* _Given instruction_
Report each line of the saved entries below that contains the string "frame", copying every such line in full.

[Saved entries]
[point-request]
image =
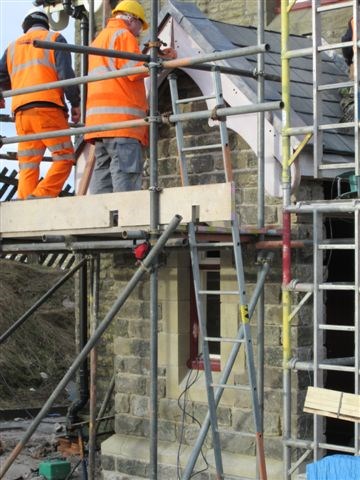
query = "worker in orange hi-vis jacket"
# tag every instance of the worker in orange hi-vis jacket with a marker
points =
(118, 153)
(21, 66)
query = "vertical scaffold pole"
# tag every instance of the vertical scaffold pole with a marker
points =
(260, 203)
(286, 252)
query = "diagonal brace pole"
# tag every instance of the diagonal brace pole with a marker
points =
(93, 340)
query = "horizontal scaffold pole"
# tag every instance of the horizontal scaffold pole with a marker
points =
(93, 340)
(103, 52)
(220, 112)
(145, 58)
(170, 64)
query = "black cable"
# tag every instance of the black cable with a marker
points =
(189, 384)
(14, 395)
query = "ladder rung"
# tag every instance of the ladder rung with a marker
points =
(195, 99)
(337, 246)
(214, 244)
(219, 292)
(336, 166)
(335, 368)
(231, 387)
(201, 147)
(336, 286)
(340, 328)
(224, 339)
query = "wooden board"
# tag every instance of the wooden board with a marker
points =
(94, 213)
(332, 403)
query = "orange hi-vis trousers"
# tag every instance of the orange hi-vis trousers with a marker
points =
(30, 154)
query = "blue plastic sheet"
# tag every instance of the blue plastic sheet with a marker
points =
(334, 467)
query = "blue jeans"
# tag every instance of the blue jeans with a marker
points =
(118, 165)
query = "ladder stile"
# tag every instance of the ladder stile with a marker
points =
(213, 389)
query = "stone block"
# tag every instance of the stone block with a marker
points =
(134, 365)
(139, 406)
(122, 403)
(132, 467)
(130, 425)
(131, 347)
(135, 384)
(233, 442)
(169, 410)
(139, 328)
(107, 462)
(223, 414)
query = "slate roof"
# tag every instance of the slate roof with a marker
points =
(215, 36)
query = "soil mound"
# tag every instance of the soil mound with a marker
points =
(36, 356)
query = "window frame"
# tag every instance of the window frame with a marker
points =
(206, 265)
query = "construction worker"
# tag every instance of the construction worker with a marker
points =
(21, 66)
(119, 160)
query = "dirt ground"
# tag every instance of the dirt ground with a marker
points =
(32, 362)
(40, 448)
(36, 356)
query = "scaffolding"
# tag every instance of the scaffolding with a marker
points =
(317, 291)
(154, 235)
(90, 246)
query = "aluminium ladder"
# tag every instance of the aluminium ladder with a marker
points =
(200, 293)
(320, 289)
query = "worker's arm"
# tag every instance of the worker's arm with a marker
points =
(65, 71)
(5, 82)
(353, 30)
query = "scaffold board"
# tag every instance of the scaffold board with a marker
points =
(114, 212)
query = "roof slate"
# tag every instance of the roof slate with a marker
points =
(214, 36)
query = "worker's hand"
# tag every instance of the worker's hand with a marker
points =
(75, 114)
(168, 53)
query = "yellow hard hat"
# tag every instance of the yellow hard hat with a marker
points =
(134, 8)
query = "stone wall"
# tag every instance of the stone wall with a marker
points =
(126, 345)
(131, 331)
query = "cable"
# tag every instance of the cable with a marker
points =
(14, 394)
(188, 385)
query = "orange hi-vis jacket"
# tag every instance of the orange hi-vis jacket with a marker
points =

==

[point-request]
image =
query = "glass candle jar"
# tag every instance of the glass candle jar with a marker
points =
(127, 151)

==

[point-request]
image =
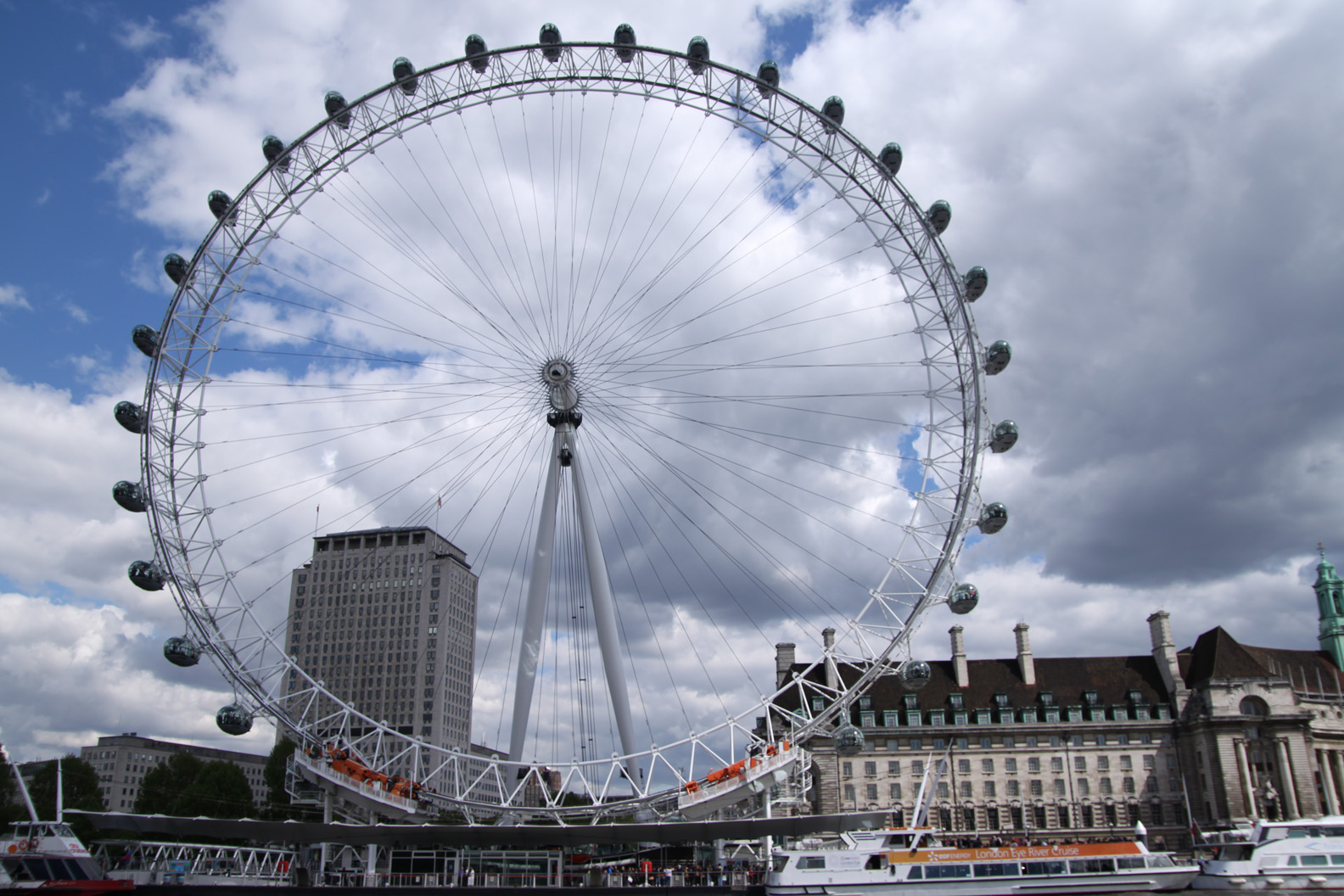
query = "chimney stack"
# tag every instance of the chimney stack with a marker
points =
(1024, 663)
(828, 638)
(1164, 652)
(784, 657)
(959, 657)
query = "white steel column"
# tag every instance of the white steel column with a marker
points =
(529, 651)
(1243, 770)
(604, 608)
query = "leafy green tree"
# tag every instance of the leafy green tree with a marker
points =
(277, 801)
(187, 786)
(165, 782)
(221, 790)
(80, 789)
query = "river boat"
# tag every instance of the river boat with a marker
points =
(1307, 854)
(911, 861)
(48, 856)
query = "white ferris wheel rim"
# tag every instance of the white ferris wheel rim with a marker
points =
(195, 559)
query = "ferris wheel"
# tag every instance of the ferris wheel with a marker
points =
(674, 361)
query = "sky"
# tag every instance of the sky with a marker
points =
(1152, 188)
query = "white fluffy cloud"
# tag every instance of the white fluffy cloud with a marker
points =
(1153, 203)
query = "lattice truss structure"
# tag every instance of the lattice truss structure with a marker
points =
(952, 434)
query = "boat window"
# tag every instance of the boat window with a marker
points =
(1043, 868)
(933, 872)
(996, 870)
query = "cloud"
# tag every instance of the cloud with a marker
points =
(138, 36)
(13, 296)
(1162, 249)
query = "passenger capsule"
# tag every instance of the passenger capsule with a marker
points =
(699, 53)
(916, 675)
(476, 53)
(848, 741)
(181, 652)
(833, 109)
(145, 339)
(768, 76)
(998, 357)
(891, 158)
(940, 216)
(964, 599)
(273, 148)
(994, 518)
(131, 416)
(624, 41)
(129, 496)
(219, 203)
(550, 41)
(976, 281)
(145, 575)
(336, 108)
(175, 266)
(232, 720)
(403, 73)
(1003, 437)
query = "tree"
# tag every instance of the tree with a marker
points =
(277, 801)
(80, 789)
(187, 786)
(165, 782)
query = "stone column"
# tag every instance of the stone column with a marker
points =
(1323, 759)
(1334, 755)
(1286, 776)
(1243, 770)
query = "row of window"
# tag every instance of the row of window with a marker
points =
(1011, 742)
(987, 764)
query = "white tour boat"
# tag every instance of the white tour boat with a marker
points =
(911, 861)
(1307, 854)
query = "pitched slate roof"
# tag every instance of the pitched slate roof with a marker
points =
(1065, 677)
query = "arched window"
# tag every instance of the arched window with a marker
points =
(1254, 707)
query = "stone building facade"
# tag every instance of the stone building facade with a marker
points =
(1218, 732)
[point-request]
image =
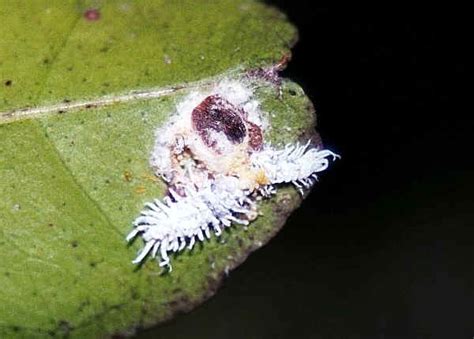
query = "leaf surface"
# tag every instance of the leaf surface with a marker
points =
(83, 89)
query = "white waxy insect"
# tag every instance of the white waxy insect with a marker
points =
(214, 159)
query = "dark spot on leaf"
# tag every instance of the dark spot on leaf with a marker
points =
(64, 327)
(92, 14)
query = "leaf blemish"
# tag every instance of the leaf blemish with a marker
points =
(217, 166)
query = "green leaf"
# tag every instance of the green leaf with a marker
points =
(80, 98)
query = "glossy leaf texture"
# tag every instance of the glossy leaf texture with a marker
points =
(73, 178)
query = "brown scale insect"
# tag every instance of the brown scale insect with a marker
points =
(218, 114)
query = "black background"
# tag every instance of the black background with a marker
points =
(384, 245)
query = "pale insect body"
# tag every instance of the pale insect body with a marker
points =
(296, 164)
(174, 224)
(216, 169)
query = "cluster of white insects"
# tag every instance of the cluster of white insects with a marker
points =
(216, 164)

* _Exercise solution_
query = "window frame"
# tag every instance of the window frame with a marker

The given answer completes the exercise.